ЧТО НУЖНО СДЕЛАТЬ >> Пожалуйста, замените в этих строках «light pole» на «lamp post» и приведите их заново, больше ничего не меняя.
**********
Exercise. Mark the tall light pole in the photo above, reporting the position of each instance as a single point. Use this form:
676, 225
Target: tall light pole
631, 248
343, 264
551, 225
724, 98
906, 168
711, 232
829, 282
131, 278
**********
ПИСЬМЕННЫЙ ОТВЕТ >>
Exercise. Mark the tall lamp post in the photo above, reporting the position of each instance as a single point. Use this form:
676, 225
Target: tall lamp post
631, 248
343, 264
551, 225
724, 98
906, 168
711, 232
829, 282
131, 278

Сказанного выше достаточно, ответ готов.